= HOW TO COMPLETE THIS TASK =
How many lines of the data contain the word "striped"? Give only that number.

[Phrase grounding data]
((

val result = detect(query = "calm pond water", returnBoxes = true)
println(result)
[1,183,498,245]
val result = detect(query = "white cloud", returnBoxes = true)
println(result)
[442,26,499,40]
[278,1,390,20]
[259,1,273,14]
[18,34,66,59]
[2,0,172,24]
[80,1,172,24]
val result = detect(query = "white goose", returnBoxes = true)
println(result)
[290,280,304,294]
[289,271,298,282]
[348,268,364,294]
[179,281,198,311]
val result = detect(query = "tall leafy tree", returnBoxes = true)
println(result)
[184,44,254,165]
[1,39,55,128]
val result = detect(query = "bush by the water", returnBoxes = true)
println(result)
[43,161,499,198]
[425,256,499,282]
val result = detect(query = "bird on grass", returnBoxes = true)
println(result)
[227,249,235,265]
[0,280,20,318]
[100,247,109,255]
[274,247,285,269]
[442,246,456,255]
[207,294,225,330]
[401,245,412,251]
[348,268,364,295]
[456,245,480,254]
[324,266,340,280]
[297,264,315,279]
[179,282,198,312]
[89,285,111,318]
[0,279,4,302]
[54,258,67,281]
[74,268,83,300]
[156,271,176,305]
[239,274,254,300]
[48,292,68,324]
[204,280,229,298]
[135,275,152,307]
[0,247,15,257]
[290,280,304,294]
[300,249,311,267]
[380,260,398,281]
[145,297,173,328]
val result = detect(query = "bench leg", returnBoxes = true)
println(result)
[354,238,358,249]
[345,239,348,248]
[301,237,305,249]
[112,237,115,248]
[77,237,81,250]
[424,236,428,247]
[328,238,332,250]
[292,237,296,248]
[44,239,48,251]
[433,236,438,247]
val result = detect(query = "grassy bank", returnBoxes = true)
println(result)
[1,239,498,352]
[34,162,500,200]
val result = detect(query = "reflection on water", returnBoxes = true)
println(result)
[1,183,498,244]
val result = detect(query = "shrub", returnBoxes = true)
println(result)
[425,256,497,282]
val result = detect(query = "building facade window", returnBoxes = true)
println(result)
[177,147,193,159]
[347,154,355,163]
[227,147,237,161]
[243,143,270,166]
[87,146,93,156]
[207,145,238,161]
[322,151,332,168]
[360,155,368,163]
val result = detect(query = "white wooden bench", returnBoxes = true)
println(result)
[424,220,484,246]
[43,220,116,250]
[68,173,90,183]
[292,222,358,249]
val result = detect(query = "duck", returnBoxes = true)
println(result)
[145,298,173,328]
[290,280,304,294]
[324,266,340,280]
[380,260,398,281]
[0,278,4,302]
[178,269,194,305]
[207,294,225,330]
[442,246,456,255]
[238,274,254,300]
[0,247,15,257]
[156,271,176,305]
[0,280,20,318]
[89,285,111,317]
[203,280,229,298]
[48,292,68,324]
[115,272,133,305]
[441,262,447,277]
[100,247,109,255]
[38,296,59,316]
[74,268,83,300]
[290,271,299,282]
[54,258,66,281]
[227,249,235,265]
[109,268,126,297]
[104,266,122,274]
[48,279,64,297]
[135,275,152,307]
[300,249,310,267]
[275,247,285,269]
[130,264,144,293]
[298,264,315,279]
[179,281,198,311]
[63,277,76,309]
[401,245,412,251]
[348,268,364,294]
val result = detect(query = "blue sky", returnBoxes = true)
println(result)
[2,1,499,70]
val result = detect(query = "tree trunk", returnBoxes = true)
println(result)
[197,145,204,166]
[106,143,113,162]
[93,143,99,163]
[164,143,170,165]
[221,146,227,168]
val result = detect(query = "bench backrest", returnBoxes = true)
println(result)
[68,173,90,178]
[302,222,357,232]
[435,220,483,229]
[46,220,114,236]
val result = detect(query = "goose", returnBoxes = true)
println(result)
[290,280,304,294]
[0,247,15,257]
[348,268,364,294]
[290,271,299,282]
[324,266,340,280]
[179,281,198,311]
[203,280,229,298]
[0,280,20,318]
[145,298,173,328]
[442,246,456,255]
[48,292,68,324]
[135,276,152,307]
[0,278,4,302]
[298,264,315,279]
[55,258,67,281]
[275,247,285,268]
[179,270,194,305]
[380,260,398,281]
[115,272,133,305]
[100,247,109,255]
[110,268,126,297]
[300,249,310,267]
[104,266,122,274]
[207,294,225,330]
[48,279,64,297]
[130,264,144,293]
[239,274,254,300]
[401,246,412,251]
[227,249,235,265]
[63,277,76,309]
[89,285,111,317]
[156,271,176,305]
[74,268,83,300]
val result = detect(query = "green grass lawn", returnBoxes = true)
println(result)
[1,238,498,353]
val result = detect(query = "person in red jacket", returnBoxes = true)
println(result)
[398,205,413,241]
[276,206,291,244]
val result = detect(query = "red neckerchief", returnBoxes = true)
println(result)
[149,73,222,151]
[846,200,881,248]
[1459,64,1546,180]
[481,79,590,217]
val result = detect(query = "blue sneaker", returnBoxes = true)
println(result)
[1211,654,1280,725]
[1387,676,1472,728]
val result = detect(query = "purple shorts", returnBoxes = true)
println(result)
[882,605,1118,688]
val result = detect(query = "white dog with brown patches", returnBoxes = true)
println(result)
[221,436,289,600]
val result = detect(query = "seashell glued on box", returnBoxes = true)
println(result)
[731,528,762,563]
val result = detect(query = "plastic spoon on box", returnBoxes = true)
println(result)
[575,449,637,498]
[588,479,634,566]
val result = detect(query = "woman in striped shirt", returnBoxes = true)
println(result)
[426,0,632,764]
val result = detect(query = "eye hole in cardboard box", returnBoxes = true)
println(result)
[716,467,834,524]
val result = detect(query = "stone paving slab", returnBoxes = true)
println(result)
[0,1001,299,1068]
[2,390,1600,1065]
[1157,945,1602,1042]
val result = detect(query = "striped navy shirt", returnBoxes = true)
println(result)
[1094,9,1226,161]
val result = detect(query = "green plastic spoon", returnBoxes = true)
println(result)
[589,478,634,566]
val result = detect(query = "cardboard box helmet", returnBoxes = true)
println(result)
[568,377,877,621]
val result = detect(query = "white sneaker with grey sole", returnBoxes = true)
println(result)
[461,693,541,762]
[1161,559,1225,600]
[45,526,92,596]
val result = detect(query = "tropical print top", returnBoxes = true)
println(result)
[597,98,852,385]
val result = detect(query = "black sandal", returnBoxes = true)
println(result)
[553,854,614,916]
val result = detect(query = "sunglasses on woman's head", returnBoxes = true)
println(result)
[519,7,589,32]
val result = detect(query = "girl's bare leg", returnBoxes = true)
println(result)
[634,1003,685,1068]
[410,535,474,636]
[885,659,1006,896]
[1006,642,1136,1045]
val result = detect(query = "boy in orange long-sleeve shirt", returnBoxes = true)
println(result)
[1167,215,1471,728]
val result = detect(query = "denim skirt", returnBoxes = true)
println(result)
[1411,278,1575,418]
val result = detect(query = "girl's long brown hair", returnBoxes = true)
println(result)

))

= SOLUTION FOR THIS TASK =
2